#### Stated goal
Turn every line of the records into a Markdown table with the columns "Row" and "Line." Put the row number under Row and the line under Line, and leave out blank lines.

#### Records supplied
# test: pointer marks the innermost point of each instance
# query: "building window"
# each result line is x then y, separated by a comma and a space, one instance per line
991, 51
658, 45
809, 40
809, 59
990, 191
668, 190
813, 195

#### Solution for this task
| Row | Line |
|---|---|
| 1 | # test: pointer marks the innermost point of each instance |
| 2 | # query: "building window" |
| 3 | # each result line is x then y, separated by a comma and a space, one instance per line |
| 4 | 991, 51 |
| 5 | 658, 45 |
| 6 | 809, 40 |
| 7 | 809, 59 |
| 8 | 990, 191 |
| 9 | 668, 190 |
| 10 | 813, 195 |